§ **Problem requirements**: Please repeat the lines below exactly. Begin with the line containing "the mug base" and go on through the line containing "Query: wooden chair".

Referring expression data
★ ★ ★ ★ ★ ★ ★

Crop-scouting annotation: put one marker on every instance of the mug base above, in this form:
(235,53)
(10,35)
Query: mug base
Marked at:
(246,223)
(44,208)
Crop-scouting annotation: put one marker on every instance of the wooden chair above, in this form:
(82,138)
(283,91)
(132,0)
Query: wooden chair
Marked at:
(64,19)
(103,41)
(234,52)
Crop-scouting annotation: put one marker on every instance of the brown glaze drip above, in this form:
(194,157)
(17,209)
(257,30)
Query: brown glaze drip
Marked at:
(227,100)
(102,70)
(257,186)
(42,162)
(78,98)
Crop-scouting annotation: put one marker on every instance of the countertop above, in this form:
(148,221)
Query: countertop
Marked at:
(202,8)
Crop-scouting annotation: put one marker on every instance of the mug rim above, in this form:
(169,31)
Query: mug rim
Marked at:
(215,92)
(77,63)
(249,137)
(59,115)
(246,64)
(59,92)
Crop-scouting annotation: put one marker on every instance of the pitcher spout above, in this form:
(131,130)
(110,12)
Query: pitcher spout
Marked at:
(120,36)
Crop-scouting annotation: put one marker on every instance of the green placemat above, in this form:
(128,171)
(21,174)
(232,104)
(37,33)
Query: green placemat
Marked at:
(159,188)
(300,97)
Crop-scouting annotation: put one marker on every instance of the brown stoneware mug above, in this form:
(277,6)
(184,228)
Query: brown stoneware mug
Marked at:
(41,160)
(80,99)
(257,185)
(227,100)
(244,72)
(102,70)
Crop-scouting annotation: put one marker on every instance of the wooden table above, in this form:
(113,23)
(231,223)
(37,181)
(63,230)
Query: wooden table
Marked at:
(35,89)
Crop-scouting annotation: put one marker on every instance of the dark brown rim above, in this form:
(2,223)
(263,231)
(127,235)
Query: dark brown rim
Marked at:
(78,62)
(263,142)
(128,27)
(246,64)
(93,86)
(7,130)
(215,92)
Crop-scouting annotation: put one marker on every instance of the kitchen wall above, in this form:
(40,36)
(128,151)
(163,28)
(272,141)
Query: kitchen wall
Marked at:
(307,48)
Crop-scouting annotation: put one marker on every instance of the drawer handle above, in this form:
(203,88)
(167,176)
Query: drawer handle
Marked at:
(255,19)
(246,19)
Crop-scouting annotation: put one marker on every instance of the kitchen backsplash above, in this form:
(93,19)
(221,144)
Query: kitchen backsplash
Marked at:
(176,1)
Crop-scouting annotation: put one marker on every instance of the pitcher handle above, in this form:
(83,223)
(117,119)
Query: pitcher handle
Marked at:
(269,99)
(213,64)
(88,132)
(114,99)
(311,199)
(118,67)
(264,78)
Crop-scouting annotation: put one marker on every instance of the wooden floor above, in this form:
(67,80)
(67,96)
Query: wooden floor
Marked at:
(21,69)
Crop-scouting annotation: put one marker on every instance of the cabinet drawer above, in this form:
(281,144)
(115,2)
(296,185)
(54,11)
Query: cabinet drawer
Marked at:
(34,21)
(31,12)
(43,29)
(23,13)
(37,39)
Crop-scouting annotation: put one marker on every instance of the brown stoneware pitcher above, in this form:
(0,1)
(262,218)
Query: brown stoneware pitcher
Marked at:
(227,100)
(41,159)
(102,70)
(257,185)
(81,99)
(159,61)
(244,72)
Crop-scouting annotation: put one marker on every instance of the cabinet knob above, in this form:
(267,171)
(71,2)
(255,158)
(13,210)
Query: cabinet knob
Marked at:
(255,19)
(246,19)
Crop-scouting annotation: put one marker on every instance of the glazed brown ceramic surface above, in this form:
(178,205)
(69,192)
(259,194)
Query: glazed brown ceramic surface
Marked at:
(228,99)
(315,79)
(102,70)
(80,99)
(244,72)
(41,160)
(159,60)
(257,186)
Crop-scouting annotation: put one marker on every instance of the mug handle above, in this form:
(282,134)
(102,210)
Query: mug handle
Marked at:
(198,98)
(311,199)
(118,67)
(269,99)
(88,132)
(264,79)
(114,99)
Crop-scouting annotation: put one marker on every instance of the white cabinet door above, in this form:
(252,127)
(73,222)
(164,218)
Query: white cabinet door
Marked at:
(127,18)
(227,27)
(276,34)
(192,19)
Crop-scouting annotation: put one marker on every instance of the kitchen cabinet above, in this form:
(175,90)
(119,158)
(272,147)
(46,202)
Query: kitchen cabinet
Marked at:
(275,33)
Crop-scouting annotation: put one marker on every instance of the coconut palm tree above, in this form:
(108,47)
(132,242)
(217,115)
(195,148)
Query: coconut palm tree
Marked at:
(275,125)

★ ★ ★ ★ ★ ★ ★

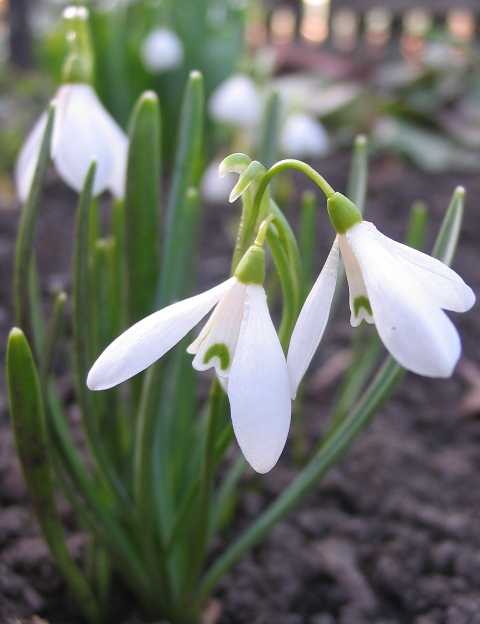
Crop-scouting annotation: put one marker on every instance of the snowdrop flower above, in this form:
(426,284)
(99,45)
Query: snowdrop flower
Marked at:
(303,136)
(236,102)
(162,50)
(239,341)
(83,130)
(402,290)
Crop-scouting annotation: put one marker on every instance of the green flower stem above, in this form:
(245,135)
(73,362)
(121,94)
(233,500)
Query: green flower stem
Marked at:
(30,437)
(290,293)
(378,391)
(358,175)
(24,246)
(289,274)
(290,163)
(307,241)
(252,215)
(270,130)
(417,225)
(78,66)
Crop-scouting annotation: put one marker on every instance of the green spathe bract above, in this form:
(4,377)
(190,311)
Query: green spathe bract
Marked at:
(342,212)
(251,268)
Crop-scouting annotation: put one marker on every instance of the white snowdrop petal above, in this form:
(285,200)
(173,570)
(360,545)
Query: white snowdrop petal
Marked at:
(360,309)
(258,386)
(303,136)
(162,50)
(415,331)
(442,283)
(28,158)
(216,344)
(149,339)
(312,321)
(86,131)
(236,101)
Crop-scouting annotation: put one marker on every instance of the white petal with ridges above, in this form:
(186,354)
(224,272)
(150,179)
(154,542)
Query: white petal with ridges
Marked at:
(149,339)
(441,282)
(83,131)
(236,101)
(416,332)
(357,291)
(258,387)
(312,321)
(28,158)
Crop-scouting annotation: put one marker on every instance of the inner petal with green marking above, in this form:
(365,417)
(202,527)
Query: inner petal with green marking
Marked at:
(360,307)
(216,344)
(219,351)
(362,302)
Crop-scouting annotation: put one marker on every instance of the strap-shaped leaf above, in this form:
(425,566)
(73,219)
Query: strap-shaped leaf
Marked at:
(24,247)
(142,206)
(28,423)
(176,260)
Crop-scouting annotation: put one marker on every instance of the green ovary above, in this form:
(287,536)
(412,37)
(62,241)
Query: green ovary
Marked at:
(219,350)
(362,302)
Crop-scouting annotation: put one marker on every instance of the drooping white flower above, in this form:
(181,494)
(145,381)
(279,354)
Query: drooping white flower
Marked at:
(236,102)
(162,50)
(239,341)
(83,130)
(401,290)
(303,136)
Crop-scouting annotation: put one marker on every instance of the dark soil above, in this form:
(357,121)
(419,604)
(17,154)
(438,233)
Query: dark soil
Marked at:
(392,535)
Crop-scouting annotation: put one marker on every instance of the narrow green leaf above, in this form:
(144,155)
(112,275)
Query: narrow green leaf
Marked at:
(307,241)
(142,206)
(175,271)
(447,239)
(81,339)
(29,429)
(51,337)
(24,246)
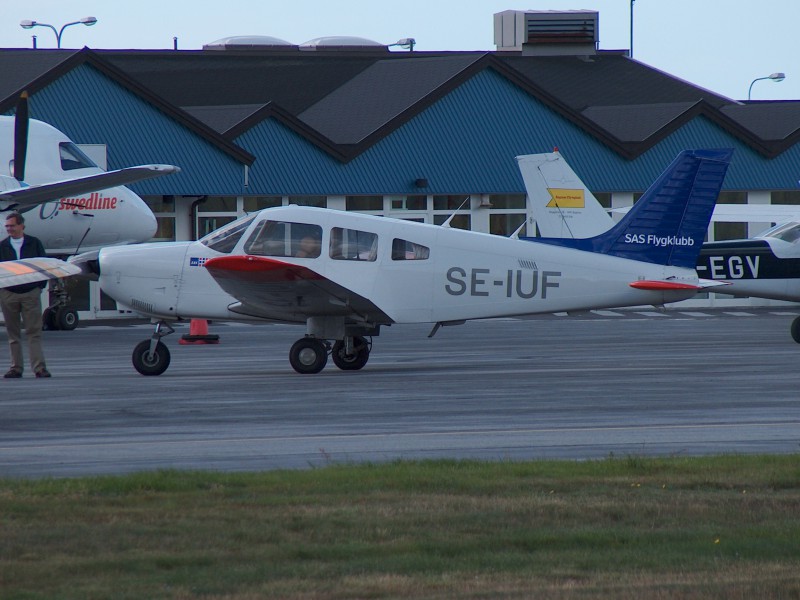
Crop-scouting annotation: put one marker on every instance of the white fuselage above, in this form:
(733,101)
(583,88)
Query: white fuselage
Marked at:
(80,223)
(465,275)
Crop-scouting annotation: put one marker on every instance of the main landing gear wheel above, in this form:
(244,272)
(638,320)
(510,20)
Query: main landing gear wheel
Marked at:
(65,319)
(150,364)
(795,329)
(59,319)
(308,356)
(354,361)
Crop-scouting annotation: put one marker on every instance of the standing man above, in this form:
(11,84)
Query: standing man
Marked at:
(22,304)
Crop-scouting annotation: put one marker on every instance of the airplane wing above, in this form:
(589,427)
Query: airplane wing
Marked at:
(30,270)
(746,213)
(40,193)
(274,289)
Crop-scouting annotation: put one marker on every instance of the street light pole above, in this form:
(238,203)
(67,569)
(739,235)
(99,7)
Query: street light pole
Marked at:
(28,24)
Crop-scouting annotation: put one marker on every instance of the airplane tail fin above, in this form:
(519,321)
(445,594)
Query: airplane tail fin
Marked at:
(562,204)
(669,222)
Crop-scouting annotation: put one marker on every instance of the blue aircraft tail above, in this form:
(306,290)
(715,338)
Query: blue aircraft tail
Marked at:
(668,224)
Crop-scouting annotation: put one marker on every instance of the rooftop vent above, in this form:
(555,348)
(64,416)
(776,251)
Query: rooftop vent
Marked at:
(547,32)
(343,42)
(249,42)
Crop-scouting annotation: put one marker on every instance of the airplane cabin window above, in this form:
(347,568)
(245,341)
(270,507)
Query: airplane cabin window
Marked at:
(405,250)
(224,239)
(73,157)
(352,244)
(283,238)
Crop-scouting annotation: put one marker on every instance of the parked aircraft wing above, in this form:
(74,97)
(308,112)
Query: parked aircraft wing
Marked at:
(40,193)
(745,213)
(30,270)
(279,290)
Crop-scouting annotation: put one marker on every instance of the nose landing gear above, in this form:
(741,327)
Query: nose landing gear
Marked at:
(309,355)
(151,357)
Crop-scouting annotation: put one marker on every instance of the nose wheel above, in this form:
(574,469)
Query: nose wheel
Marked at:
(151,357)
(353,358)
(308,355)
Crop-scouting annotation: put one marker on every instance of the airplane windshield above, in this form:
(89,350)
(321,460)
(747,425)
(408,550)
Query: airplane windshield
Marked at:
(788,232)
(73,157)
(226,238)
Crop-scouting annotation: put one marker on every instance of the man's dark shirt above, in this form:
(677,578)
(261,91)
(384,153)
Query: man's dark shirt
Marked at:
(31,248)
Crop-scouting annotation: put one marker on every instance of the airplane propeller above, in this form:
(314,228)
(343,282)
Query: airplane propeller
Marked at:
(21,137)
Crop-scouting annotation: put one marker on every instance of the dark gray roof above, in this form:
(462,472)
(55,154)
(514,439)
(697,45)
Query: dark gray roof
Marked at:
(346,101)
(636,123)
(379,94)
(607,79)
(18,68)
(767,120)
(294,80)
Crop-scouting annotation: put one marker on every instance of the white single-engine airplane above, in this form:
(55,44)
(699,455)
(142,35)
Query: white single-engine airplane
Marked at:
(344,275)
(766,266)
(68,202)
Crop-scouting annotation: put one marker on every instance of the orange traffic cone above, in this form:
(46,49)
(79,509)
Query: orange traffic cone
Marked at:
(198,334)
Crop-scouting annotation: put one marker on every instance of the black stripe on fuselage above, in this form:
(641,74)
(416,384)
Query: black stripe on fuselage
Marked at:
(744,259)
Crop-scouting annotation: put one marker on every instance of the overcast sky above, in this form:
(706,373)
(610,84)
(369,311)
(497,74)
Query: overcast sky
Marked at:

★ ★ ★ ★ ★ ★ ★

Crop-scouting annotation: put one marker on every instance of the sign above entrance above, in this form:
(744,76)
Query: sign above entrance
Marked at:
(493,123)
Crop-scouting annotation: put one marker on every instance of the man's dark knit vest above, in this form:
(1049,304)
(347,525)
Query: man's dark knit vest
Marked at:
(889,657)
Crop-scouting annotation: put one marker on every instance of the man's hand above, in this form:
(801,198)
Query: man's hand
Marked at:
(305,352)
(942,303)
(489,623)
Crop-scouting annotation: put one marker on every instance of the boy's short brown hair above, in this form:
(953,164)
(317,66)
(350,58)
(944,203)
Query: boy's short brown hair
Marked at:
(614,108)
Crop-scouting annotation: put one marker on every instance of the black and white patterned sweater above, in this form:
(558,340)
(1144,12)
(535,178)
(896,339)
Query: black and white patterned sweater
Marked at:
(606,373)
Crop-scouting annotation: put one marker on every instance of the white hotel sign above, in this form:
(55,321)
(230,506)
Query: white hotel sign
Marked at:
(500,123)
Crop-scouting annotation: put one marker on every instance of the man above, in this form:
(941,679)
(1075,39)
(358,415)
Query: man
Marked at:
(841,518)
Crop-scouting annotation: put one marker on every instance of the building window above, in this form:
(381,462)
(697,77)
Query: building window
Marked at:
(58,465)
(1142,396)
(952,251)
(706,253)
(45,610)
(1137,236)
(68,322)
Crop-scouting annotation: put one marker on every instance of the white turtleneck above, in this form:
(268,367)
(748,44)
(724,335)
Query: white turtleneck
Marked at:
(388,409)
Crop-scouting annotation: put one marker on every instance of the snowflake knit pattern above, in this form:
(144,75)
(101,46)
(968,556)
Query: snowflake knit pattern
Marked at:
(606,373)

★ ★ ★ ★ ★ ★ ★

§ **Written answer**:
Crop-scouting annotation: put one marker on every instance of the mug base above, in this form:
(235,53)
(10,35)
Query: mug base
Marked at:
(246,223)
(44,208)
Crop-scouting annotation: put one marker on every instance of the wooden chair above, in this form:
(82,138)
(283,91)
(132,0)
Query: wooden chair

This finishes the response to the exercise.